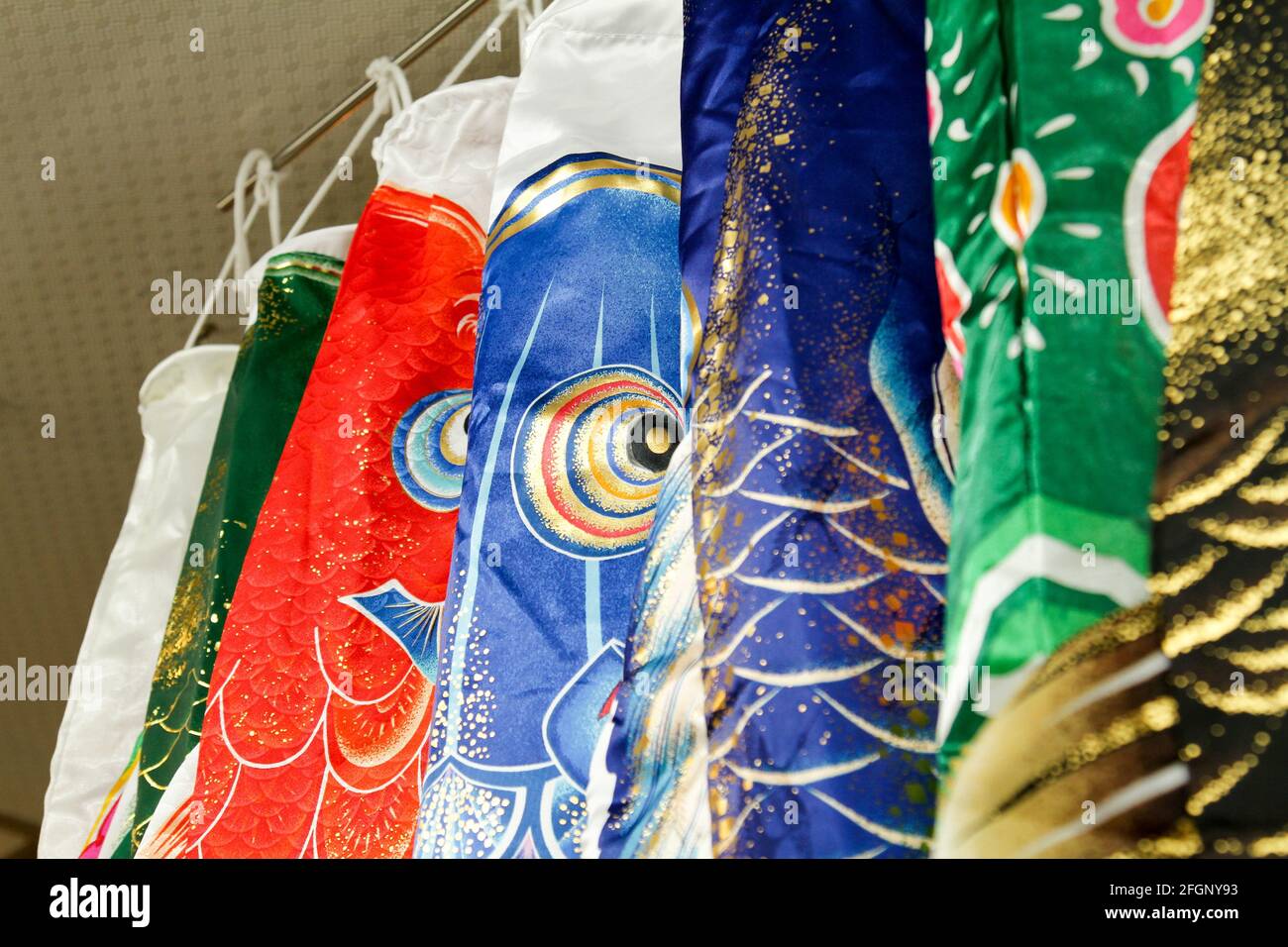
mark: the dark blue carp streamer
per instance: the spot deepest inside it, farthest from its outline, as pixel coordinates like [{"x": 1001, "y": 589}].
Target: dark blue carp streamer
[
  {"x": 820, "y": 491},
  {"x": 575, "y": 415}
]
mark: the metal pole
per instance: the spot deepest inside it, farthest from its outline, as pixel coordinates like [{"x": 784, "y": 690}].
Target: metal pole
[{"x": 361, "y": 94}]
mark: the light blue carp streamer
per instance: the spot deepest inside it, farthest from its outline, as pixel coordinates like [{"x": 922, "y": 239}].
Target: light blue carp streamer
[{"x": 656, "y": 754}]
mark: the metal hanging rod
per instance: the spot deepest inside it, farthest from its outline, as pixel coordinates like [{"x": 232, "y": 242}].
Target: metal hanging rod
[{"x": 361, "y": 94}]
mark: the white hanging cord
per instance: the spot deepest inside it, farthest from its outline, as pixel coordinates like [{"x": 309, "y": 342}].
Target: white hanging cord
[
  {"x": 522, "y": 22},
  {"x": 506, "y": 9},
  {"x": 393, "y": 94},
  {"x": 266, "y": 193}
]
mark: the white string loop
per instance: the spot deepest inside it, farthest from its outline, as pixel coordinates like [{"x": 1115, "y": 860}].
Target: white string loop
[{"x": 393, "y": 94}]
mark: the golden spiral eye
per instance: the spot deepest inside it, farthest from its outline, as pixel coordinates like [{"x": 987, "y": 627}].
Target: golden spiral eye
[{"x": 589, "y": 459}]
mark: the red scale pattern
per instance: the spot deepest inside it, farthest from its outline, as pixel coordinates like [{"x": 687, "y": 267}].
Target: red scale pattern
[{"x": 316, "y": 736}]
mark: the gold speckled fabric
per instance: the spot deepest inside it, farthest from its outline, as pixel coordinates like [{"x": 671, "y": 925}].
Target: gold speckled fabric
[{"x": 1158, "y": 731}]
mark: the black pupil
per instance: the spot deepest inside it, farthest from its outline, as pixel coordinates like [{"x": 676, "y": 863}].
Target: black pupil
[{"x": 652, "y": 431}]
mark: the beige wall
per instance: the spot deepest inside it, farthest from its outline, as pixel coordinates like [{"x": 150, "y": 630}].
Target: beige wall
[{"x": 146, "y": 136}]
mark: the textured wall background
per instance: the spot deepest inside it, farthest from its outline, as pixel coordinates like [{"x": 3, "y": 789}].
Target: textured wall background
[{"x": 146, "y": 136}]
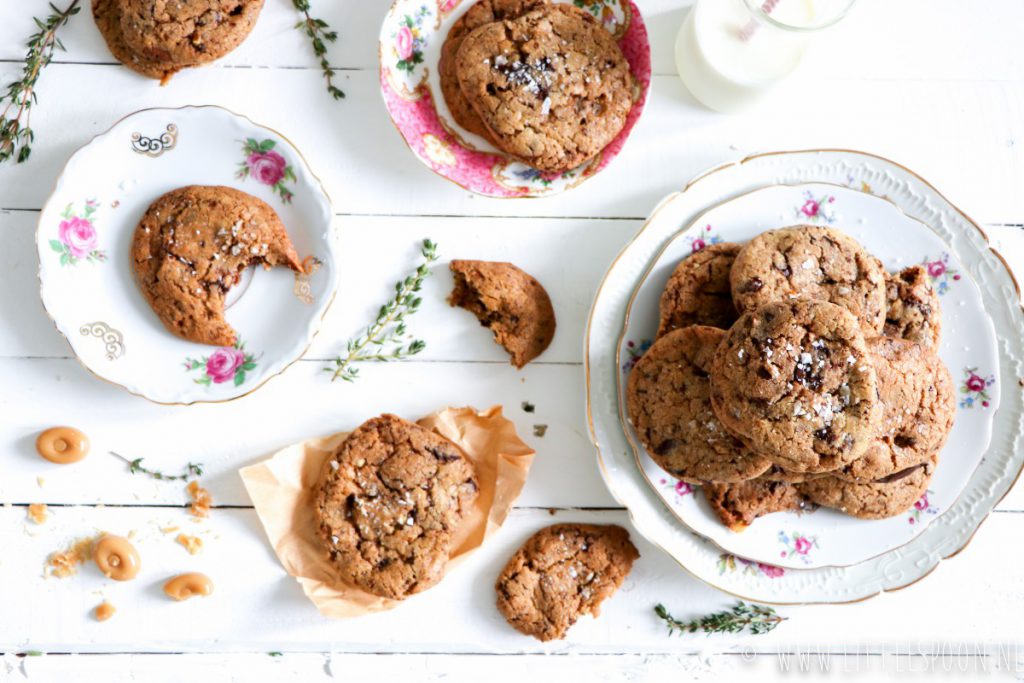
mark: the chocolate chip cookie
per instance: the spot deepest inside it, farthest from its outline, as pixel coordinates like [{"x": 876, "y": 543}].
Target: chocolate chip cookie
[
  {"x": 873, "y": 500},
  {"x": 186, "y": 32},
  {"x": 108, "y": 16},
  {"x": 912, "y": 309},
  {"x": 509, "y": 301},
  {"x": 814, "y": 263},
  {"x": 737, "y": 505},
  {"x": 551, "y": 86},
  {"x": 795, "y": 379},
  {"x": 698, "y": 291},
  {"x": 388, "y": 504},
  {"x": 668, "y": 400},
  {"x": 560, "y": 573},
  {"x": 919, "y": 401},
  {"x": 479, "y": 13},
  {"x": 190, "y": 248}
]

########################################

* _The task_
The task calls for duplicating the data exactly, with no images kept.

* _Solution below_
mark: the dark blue carp streamer
per instance: the spot deepest inside it, farthest from its outline, as pixel coordinates like [{"x": 1001, "y": 589}].
Target: dark blue carp streamer
[
  {"x": 820, "y": 491},
  {"x": 575, "y": 415}
]
mark: the metal pole
per instance: the spot deepest inside it, farthest from its outline, as pixel coordinates like [{"x": 784, "y": 690}].
Target: metal pole
[{"x": 361, "y": 94}]
mark: the light blue carp streamer
per instance: the spot deepest inside it, farthest from its outline, as pixel coordinates like [{"x": 922, "y": 239}].
Target: light blue carp streamer
[{"x": 656, "y": 754}]
mark: the metal hanging rod
per instance: the spot deepest inside it, farthest from its outline, as pixel coordinates like [{"x": 232, "y": 242}].
Target: metal hanging rod
[{"x": 361, "y": 94}]
mark: the white hanging cord
per instance: the spot deepest inside it, farthest from its outline, as pixel coordinates like [{"x": 309, "y": 342}].
Target: white hanging cord
[
  {"x": 522, "y": 22},
  {"x": 506, "y": 9},
  {"x": 393, "y": 94},
  {"x": 266, "y": 193}
]
mark: the white string loop
per instance: the spot deepest inside it, farthest from its outline, as pixel coordinates like [{"x": 1115, "y": 860}].
Target: white string loop
[{"x": 393, "y": 94}]
mark: the golden spiral eye
per instance: the spot deepest inside it, farthest from its outline, as pixel coordinates like [{"x": 987, "y": 627}].
Target: golden spiral eye
[{"x": 589, "y": 459}]
mark: the red scale pattern
per instance: the spot deepest inside it, farthest from its outline, as pixel coordinates like [{"x": 687, "y": 267}].
Target: red scale pattern
[{"x": 316, "y": 736}]
mark: the gold speckled fabric
per instance: the spot deepest inside it, farthest from its outline, as pixel coordinates like [{"x": 671, "y": 925}].
Target: gold speckled fabric
[{"x": 1158, "y": 731}]
mark: the black pupil
per instance: the spot deepest inside it, farthest from its outline, as pixel coordinates like [{"x": 676, "y": 863}].
Target: black pupil
[{"x": 652, "y": 431}]
mark: the beige wall
per instance: the spot deepest inside it, farthest from its outline, as pixel coordinates like [{"x": 150, "y": 630}].
Target: beige wall
[{"x": 146, "y": 136}]
mark: the textured wall background
per instance: the spot deepest inside it, farthest from its outline, as pixel coordinates like [{"x": 3, "y": 789}].
Target: textured wall background
[{"x": 146, "y": 136}]
mark: the chocolate chip cookie
per instance: the spot deepest inside it, farthest from its outline, as pixel coordinates like [{"x": 876, "y": 543}].
Target: chocolate chip cookie
[
  {"x": 873, "y": 500},
  {"x": 186, "y": 32},
  {"x": 108, "y": 16},
  {"x": 912, "y": 309},
  {"x": 509, "y": 301},
  {"x": 814, "y": 263},
  {"x": 737, "y": 505},
  {"x": 551, "y": 86},
  {"x": 795, "y": 379},
  {"x": 698, "y": 291},
  {"x": 388, "y": 504},
  {"x": 668, "y": 400},
  {"x": 560, "y": 573},
  {"x": 919, "y": 401},
  {"x": 479, "y": 13},
  {"x": 190, "y": 248}
]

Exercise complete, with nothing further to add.